Retyping the records exactly is the whole task.

-- Records for this exercise follows --

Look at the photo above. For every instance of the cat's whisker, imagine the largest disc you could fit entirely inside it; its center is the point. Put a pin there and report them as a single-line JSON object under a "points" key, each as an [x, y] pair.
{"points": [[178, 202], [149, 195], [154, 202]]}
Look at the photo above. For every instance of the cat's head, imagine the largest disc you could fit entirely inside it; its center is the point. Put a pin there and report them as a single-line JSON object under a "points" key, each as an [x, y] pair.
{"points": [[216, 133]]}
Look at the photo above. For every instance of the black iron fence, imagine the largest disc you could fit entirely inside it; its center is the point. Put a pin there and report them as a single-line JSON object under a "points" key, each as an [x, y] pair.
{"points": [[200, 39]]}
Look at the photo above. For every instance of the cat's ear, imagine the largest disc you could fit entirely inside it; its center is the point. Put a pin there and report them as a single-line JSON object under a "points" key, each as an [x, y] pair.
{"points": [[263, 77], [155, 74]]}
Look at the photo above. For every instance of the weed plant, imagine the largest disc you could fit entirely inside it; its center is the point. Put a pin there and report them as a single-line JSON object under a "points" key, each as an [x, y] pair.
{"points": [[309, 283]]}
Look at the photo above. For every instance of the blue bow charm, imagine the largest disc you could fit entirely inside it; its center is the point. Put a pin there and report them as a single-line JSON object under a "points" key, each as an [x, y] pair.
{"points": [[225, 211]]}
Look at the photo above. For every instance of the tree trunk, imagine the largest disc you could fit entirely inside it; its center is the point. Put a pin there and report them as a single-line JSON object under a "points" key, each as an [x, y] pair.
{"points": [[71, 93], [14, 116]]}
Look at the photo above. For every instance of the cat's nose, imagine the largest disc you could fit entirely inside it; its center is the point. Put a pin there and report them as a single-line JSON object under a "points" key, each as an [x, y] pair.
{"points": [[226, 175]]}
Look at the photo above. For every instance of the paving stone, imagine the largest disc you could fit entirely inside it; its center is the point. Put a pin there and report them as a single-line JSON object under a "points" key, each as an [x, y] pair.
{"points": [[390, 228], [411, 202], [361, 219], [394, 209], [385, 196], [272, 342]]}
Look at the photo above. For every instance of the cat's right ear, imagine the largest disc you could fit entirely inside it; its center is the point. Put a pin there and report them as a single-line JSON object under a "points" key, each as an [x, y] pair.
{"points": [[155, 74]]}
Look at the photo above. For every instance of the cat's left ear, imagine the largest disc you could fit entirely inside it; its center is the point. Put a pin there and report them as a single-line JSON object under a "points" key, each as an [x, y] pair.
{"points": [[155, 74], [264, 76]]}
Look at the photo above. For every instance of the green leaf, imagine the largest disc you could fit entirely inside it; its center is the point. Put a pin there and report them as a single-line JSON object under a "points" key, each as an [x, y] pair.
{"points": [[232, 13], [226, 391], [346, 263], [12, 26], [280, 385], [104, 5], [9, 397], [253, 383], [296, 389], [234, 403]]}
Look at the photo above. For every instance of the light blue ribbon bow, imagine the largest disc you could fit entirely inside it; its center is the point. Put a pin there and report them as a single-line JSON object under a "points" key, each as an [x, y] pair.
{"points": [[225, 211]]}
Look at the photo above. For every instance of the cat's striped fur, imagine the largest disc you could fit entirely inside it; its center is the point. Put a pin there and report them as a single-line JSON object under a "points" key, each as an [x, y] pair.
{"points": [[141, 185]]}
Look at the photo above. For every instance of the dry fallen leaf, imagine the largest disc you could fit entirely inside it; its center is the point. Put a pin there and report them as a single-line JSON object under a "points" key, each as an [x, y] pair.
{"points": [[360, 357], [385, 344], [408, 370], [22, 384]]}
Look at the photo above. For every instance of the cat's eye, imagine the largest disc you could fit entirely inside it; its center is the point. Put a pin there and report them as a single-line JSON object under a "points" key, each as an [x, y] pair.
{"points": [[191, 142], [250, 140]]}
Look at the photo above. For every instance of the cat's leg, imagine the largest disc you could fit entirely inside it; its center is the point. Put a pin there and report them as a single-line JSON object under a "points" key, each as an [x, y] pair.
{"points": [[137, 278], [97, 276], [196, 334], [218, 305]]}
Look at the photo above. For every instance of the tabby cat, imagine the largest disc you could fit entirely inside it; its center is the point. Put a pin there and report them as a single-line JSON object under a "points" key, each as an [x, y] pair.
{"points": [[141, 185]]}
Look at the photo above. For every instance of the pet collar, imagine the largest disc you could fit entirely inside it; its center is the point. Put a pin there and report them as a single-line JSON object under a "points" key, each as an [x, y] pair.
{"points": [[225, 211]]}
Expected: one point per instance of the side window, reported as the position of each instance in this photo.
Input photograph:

-- Records for this exercise concluded --

▶ **Answer to the problem**
Look at the photo above. For every instance of the cat's whisker, imagine the largest disc you could fit entirely inside it; its center is the point. Put a pin there and report them as a single-line JSON object under a "points" key, each as an [x, y] pair.
{"points": [[178, 202], [149, 195], [154, 202]]}
Look at the photo above. For every instance of the cat's head, imagine the largest disc you could fit entirely inside it; its center is the point. Put a pin there and report them as a single-line JSON object under a "points" key, each as an [x, y] pair.
{"points": [[216, 133]]}
Look at the photo above. For every instance of the black iron fence, imagine the largest disc you could fit entirely inside it; its center is the point. Put a pin there and report them as a single-line JSON object under a "points" key, each as an [x, y] pair.
{"points": [[200, 39]]}
Look at the photo above. For every instance of the cat's ear, imagine the largest disc you could fit entirely inside it; its center is the point. Put a pin there and report them as a single-line JSON object under a "points" key, each as an [x, y] pair.
{"points": [[263, 77], [155, 74]]}
Look at the photo above. For every instance of the weed plant, imagine the largest disc you could fit entirely inside it; its center is the point. Put a pin there and report them as a single-line JSON object under a "points" key, each as an [x, y] pair.
{"points": [[309, 283]]}
Look at the photo above. For every instance of the blue bow charm, imagine the largest disc you could fit entirely inside it; its center is the point. Put a pin there and report them as a single-line JSON object under a "points" key, each as an [x, y] pair.
{"points": [[225, 211]]}
Look at the photo above. For every instance of the tree trunk, imagine the largest disc you could fit entirely inside it; its center is the point. Put a pin there and report them as a single-line JSON object under a "points" key, each as an [x, y] pair.
{"points": [[71, 93], [14, 116]]}
Look at the photo above. For every instance of the cat's nose, imagine the largest disc you could fit entirely inside it; its center is the point. Put a pin there and report them as a single-line JSON object under a "points" key, each as an [x, y] pair.
{"points": [[226, 175]]}
Look at the photo above. For every instance of the paving stone, imagine the largest disc you could fit entirely inside it; its center is the point. Put a pin there and report them as a single-line JSON object under a "points" key, each as an [x, y] pair.
{"points": [[390, 228], [411, 202], [361, 219], [394, 209], [385, 196], [272, 342]]}
Look at the photo above. For every instance of the cat's right ear, imagine the largest disc you could fit entirely inside it; its center is the point. Put a pin there and report them as a single-line JSON object under a "points" key, each as an [x, y] pair.
{"points": [[155, 74]]}
Look at the photo above. For every instance of the cat's left ear, imagine the largest disc you could fit entirely inside it; its center is the point. Put a pin there and report them as a single-line JSON object under a "points" key, each as an [x, y] pair.
{"points": [[155, 74], [264, 76]]}
Look at the photo above. For every instance of the green leaf, imagine the largest disc you could fit entirely inside it; its center is the point. Put a pin there and report them as a single-line JSON object under a "points" key, each as an [x, y] pair.
{"points": [[232, 13], [226, 391], [346, 263], [12, 26], [280, 385], [104, 5], [9, 397], [253, 383], [296, 389], [234, 403]]}
Look at the photo above. For every instance of the light blue ribbon bow, imagine the largest disc you could fit entirely inside it; its center is the point. Put a pin there and report them as a single-line JSON object under a "points" key, each as an [x, y] pair.
{"points": [[225, 211]]}
Look at the photo above. For every instance of the cat's striped fur, imagine the largest disc you could fit entirely inside it; its center is the point. Put a pin there and report them as a single-line JSON object under a "points" key, each as an [x, y] pair.
{"points": [[141, 185]]}
Look at the photo above. For every instance of the dry fallen leaf, imagine the largest disc you could fit entirely inside it; its center is the point. Put a pin there and report them as a single-line JSON object under a "points" key, each as an [x, y] pair.
{"points": [[360, 357], [385, 344], [408, 370], [22, 384]]}
Look at the photo above. For every instance of the cat's eye, imagine the largest disc you could fit entirely inside it; its center is the point. Put a pin there and report them as a single-line JSON object under a "points" key, each as an [x, y] pair.
{"points": [[191, 142], [250, 140]]}
Look at the photo above. For every instance of the cat's leg, imagine the largest disc you could fit entirely inside it; its center is the point. Put a pin there and report them as a single-line JSON object under a "points" key, each as an [x, y] pair.
{"points": [[137, 278], [97, 276], [196, 334], [218, 305]]}
Look at the photo above. For every instance of the tabby cat, imagine the largest disc you could fit entirely inside it; its center is the point. Put a pin there and report them as a single-line JSON object under a "points" key, each as an [x, y] pair.
{"points": [[141, 185]]}
Look at the photo above. For every instance of the pet collar, imagine the largest disc you could fit entirely inside it; its center is the point. Put a pin there and report them as a single-line JSON object under a "points" key, each as an [x, y] pair.
{"points": [[225, 211]]}
Expected: one point per instance of the side window, reported as the position of each instance in this photo.
Input photograph:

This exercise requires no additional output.